Start of Supplied passage

TRENTON, N.J. – Most of the heart disease experts who urged more people to take cholesterol-lowering drugs this week have made money from the companies selling those medicines.
Consumer groups Friday blasted the new cholesterol guidelines as being tainted by the influence of major pharmaceuticals that make blockbusters such as Lipitor and Pravachol. Last year, drug makers earned $26 billion worldwide on cholesterol-lowering medicines, the top-selling class of drugs.
The new guidelines issued Monday by the American Heart Association and the federal government were aimed at preventing heart attacks. They were written by nine of the country’s top cholesterol experts. All but one have received consulting or speaking fees, research money or other support from makers of the most widely used anti-cholesterol drugs.
The new guidelines would add about 7 million more Americans to the 36 million already encouraged to take the pills to lower their cholesterol, said Dr. James Cleeman, coordinator of the National Cholesterol Education Program, which drew up the guidelines. NCEP is run by the National Heart, Lung, and Blood Institute.
Cleeman said that regardless of connections to the drug industry, the advice to high-risk heart patients to lower their LDL, or “bad cholesterol,” is sound science. The new guidelines were based on results of five drug studies since 2001, and about 80 experts besides the authors reviewed and endorsed them, said Cleeman, who was the only author without financial ties.
But consumer advocates said the failure to make the conflicts of interest clear is inexcusable.
“It’s outrageous they didn’t provide disclosure of the conflicts of interest,” said Merrill Goozner, with the Center for Science in the Public Interest.
“It doesn’t mean that their research is wrong,” Goozner added, but doctors and the public need to know “that the people who are giving you this advice have their research funded by a party who has a self-interest in the outcome of that research.”

End of Supplied passage
Start of Information shown

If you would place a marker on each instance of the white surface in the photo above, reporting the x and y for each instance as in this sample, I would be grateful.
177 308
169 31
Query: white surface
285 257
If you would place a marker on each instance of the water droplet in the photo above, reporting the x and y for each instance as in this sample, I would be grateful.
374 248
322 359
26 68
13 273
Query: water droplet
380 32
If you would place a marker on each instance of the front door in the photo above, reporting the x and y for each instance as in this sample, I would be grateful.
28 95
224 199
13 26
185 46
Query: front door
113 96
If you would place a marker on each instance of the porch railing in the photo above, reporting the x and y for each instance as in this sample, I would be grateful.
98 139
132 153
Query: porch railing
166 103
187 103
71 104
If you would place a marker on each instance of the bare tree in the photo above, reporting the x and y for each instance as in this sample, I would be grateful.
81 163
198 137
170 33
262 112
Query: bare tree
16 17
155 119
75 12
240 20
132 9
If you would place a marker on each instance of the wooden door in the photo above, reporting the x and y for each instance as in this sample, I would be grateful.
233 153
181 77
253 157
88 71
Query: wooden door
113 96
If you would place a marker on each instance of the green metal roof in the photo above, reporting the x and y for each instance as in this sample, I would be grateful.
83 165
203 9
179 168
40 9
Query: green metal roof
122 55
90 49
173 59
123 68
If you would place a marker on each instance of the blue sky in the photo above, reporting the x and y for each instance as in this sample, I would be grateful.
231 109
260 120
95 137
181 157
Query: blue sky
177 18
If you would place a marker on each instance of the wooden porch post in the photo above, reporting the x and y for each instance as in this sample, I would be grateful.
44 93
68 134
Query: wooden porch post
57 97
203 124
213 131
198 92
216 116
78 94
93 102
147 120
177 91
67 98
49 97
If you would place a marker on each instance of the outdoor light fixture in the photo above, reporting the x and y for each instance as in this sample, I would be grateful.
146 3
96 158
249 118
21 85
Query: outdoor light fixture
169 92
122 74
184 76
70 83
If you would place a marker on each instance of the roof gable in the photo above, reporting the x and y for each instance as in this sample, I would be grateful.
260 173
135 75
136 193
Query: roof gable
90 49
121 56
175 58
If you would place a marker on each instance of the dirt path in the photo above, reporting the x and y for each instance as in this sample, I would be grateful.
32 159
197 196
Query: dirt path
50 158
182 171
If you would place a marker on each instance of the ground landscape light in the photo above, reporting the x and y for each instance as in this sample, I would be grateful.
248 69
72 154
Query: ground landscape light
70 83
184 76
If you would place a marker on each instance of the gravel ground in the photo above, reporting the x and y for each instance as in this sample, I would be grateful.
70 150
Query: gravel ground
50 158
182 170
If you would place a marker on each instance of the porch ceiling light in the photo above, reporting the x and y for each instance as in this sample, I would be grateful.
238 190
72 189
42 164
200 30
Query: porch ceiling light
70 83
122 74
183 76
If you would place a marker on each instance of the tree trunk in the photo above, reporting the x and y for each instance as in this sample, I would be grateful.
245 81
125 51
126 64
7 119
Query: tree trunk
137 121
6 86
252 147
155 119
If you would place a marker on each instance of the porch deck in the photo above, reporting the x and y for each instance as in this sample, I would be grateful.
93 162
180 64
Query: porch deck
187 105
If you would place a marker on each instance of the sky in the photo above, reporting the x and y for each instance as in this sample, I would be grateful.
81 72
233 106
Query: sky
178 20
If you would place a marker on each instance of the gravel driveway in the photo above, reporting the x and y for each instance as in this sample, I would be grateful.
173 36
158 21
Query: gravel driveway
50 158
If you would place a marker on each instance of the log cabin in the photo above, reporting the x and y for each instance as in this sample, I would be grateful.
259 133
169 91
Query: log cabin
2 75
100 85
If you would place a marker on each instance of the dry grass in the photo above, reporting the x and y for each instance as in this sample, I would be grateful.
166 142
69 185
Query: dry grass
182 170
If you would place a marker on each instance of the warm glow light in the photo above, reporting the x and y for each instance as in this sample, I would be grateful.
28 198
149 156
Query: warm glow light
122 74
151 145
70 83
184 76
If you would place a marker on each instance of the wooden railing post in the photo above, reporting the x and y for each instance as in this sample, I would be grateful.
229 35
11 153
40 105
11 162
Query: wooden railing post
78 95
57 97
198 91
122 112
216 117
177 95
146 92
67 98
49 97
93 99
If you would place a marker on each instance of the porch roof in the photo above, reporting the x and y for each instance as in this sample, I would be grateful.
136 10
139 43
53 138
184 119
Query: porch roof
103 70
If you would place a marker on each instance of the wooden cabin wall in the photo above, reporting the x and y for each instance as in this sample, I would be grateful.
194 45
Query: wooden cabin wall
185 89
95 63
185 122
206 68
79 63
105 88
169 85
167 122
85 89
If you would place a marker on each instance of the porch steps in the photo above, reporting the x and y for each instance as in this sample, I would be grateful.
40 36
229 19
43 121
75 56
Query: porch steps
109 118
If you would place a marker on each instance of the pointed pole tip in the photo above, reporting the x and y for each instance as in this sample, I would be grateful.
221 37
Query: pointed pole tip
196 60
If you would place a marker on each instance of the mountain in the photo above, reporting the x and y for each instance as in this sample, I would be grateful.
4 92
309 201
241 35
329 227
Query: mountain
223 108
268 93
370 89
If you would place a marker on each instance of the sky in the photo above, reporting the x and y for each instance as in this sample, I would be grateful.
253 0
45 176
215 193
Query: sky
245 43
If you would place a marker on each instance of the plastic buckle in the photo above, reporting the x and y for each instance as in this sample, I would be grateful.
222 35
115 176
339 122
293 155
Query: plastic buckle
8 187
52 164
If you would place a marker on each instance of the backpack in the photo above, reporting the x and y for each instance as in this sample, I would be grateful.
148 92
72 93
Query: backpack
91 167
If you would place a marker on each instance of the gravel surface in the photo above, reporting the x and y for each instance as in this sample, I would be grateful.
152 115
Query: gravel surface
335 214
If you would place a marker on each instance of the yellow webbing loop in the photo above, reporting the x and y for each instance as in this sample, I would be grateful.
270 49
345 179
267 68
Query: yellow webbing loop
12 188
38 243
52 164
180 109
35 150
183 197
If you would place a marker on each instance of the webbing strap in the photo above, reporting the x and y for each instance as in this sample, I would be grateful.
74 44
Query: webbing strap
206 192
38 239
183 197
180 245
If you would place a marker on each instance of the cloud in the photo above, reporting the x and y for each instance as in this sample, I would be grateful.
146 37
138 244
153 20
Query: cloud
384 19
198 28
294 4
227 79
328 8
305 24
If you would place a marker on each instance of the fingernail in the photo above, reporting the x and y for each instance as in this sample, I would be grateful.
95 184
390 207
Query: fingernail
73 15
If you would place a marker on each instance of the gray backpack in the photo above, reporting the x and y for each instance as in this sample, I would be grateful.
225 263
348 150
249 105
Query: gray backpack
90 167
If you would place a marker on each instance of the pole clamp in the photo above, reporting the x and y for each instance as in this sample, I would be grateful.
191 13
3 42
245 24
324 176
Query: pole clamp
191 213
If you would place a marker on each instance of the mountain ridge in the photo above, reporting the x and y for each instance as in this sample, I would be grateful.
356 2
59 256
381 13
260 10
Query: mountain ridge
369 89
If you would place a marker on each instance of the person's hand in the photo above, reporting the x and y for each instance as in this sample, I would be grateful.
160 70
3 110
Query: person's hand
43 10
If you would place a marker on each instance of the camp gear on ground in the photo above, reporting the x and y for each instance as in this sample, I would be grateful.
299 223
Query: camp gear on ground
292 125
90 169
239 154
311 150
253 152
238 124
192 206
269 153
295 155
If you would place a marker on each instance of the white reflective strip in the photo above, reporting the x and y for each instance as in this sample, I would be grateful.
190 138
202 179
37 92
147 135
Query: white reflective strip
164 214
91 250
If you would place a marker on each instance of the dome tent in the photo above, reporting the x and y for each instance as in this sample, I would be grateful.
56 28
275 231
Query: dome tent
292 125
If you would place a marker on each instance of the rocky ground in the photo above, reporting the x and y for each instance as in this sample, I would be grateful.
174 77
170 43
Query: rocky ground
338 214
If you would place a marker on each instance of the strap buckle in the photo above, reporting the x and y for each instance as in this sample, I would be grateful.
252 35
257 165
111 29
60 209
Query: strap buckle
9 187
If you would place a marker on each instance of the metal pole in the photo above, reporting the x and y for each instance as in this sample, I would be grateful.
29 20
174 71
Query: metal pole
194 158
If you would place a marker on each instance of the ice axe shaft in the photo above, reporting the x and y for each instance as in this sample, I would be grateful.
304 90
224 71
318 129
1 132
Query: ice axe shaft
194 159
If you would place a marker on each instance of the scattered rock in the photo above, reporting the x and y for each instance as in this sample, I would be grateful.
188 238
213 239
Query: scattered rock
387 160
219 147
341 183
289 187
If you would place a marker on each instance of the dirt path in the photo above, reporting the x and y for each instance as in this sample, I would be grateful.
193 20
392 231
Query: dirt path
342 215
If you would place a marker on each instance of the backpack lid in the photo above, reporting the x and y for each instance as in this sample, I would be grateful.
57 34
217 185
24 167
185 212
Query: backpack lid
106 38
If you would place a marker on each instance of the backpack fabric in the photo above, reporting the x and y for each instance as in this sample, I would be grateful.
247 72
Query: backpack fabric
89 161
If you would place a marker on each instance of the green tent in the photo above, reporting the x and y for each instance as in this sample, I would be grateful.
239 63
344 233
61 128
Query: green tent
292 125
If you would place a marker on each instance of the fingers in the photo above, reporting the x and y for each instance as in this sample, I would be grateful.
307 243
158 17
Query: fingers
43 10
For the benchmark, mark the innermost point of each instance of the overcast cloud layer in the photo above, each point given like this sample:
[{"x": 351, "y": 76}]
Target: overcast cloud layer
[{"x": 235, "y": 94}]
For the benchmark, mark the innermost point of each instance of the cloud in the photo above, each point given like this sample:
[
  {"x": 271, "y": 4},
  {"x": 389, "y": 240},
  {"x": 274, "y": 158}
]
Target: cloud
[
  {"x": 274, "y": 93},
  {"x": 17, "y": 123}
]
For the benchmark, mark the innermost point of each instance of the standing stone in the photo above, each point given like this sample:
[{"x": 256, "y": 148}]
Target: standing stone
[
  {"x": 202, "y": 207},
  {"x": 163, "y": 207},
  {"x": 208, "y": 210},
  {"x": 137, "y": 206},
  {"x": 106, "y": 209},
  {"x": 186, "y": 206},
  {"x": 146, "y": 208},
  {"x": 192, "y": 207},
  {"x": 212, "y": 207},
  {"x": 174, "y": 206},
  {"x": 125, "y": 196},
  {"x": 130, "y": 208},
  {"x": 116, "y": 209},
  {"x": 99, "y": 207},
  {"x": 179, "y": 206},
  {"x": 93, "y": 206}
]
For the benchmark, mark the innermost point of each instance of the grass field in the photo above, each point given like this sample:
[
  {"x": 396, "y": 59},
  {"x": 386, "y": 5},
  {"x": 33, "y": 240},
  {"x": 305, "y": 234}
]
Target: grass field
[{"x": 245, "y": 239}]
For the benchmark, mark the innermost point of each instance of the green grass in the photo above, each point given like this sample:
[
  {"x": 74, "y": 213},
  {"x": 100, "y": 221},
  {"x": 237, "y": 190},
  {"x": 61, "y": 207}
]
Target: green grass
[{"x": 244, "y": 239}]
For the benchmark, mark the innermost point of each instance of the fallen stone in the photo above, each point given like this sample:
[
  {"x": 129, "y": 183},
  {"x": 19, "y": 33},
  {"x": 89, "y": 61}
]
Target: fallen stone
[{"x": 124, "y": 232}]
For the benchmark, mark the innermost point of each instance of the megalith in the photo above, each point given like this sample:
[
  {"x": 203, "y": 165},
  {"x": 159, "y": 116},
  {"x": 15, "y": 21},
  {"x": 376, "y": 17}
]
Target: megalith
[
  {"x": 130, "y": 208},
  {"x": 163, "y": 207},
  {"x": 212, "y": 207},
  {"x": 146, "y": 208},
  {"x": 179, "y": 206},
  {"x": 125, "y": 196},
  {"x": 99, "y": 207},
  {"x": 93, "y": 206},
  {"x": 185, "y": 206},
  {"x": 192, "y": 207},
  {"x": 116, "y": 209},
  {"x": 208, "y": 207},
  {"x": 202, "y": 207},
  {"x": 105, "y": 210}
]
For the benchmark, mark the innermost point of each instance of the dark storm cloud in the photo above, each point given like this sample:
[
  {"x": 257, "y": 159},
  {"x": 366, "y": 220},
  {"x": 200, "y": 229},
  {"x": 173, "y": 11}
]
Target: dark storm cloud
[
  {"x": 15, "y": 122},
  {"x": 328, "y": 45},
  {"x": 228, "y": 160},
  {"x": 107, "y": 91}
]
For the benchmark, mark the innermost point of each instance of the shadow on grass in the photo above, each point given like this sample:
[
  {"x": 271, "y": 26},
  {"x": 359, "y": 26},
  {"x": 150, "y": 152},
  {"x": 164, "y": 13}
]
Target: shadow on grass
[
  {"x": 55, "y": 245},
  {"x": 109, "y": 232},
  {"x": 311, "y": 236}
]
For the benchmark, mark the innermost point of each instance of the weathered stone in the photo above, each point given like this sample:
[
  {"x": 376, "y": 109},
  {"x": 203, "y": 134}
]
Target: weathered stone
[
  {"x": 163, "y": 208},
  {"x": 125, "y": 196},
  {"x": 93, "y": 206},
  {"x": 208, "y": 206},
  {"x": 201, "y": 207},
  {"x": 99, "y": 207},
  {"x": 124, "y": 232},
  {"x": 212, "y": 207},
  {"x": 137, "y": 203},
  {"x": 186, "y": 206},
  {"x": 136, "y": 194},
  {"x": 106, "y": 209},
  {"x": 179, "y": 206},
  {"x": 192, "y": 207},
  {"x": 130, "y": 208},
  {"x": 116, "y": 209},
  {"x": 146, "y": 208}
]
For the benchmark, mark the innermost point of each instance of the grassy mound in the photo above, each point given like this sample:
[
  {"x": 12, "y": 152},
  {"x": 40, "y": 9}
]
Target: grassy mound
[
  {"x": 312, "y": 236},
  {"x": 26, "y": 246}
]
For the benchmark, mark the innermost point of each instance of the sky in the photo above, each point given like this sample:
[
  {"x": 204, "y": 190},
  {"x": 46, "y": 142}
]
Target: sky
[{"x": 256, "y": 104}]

End of Information shown

▸ What is required:
Retype everything in the cholesterol guidelines article above, from "TRENTON, N.J. –" down to "selling those medicines.".

▸ Task response:
TRENTON, N.J. – Most of the heart disease experts who urged more people to take cholesterol-lowering drugs this week have made money from the companies selling those medicines.